Material for this task
*** Block opens ***
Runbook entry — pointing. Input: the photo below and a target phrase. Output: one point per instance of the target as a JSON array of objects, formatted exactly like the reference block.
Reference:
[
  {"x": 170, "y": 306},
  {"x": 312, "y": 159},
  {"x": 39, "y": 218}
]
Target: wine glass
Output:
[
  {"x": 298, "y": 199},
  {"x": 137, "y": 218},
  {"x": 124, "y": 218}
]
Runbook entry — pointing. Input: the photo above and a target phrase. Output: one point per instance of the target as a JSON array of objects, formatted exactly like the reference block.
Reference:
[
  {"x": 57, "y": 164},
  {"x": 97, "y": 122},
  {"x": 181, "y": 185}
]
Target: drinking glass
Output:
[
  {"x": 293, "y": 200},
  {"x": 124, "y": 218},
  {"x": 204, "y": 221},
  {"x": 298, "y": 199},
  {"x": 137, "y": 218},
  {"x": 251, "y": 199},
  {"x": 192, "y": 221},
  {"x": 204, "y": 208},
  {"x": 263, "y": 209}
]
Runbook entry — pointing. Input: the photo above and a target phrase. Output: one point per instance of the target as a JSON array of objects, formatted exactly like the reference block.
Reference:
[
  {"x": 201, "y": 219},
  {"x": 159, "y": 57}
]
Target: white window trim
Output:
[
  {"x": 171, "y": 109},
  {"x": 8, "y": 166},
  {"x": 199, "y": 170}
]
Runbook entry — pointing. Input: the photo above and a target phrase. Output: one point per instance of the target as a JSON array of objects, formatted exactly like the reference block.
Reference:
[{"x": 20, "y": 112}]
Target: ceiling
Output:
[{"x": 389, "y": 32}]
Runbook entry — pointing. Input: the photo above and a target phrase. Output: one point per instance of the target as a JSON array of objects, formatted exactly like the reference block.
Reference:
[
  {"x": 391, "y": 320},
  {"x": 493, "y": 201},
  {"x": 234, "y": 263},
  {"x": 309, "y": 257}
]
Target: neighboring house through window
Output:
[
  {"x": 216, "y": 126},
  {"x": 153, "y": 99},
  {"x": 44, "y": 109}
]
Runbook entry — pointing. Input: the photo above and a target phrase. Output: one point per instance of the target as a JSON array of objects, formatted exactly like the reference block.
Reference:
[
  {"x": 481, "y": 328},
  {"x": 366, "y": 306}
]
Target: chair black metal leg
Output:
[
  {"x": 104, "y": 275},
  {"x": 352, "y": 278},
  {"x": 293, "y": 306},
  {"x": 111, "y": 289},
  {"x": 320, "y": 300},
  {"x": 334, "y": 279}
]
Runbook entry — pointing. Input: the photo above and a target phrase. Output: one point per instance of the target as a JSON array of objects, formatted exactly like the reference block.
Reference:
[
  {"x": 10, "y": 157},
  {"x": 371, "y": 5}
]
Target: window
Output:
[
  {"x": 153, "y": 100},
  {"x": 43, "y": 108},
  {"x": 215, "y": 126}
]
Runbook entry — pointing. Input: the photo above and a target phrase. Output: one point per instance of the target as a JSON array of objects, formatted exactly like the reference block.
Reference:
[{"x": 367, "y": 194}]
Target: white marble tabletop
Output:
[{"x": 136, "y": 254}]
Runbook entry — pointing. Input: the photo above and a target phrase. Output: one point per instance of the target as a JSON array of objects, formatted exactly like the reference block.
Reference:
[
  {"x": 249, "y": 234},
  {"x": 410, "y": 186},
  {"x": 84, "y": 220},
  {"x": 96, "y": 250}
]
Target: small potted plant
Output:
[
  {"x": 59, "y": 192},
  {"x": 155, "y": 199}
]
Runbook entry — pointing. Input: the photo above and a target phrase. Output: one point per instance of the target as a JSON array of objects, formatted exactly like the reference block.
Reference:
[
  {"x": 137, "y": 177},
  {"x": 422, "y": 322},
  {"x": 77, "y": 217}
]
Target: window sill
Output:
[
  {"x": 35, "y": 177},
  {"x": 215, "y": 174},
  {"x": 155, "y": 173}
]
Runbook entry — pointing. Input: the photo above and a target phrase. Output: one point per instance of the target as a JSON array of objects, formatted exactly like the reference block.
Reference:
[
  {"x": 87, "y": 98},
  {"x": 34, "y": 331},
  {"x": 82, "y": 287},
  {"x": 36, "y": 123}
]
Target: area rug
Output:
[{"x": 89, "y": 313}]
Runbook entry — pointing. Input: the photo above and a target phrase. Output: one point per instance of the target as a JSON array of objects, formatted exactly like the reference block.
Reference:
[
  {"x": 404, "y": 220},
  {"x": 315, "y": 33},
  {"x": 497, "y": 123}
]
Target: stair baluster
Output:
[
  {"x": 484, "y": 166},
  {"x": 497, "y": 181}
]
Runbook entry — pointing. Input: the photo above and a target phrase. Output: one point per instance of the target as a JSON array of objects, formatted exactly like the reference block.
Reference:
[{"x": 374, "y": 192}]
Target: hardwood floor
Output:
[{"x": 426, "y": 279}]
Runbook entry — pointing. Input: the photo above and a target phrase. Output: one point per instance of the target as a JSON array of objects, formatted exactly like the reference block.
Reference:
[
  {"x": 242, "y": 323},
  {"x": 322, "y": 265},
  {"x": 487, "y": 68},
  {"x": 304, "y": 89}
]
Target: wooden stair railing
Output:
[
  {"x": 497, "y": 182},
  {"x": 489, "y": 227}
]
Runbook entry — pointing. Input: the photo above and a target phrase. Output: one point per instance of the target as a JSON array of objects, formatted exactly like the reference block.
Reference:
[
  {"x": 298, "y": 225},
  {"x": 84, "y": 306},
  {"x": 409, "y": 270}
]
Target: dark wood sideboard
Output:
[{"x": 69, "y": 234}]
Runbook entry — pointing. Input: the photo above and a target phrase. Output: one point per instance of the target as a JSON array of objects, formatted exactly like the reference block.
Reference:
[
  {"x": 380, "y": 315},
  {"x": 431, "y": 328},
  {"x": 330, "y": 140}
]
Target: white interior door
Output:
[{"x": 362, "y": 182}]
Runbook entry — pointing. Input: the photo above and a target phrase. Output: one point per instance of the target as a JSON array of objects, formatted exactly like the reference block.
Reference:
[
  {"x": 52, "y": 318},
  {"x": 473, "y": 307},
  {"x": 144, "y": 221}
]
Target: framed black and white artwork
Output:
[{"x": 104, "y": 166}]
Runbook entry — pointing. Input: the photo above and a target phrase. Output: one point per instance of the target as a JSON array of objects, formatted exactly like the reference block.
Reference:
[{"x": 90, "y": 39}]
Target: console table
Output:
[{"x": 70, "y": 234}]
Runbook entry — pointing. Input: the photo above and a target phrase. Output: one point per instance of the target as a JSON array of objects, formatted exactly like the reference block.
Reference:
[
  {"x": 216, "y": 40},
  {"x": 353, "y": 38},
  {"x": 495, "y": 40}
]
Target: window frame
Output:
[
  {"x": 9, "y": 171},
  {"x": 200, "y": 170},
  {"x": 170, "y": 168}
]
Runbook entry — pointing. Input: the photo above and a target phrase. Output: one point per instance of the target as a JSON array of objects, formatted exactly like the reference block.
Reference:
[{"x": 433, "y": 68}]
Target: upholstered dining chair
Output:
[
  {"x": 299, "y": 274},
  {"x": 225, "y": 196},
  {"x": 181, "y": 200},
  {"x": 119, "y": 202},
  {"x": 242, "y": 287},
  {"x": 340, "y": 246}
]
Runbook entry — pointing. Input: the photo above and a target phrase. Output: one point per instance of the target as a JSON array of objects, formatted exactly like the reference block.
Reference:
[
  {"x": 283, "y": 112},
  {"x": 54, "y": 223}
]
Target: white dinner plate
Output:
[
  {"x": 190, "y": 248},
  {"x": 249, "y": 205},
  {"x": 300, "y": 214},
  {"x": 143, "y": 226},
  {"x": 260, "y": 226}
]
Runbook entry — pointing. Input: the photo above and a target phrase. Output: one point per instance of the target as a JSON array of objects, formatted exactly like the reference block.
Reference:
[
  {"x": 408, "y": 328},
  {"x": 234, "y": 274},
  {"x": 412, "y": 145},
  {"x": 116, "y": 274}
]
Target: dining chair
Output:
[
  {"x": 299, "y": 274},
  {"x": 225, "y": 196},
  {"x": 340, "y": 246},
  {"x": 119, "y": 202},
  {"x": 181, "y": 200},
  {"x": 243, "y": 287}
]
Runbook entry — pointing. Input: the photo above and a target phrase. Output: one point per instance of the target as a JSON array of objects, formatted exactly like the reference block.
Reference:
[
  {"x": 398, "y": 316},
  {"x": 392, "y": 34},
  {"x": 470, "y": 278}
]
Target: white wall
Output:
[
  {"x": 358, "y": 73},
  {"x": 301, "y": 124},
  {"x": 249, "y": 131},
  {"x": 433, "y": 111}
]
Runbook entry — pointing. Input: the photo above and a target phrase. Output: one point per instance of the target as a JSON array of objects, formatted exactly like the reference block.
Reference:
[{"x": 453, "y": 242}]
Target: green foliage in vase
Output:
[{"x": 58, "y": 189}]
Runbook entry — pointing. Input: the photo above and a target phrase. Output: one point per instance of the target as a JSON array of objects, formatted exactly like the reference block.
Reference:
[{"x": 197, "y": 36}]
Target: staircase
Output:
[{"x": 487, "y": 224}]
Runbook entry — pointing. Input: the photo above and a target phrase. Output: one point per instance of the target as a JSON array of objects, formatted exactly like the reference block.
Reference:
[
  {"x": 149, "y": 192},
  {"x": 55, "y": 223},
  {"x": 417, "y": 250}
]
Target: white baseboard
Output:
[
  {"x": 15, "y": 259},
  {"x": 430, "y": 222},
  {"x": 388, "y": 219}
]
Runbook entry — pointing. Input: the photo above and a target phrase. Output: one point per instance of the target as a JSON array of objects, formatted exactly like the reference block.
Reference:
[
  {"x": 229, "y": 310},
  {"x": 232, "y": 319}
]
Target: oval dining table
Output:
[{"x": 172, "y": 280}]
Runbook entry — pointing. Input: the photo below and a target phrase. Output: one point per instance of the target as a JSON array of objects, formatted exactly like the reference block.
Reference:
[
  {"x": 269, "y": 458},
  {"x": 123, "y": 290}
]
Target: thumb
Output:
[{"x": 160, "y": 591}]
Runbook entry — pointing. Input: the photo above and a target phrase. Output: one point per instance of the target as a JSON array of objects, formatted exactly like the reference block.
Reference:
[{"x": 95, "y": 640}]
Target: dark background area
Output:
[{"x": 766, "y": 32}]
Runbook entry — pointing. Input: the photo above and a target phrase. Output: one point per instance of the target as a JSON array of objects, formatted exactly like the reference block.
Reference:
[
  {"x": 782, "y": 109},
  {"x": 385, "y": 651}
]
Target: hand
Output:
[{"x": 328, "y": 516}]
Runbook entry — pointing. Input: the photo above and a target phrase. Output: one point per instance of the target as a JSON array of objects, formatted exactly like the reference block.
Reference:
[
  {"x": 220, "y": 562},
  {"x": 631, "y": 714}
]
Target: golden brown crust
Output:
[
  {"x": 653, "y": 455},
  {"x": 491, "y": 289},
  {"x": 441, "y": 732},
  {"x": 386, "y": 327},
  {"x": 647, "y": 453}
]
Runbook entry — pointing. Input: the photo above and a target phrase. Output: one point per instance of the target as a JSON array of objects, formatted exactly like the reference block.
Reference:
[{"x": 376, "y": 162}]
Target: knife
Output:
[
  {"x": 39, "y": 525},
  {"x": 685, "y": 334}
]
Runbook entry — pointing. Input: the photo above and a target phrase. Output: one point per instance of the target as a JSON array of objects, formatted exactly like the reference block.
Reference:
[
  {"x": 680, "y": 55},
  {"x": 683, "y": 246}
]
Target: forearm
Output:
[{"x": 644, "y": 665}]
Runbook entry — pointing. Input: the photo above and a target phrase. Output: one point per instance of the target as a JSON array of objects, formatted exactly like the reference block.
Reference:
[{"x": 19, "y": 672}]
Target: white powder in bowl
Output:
*** Block closes ***
Work required
Lines holding the word "glass" should be copied from the entries above.

Your response
Target: wine glass
Target: drinking glass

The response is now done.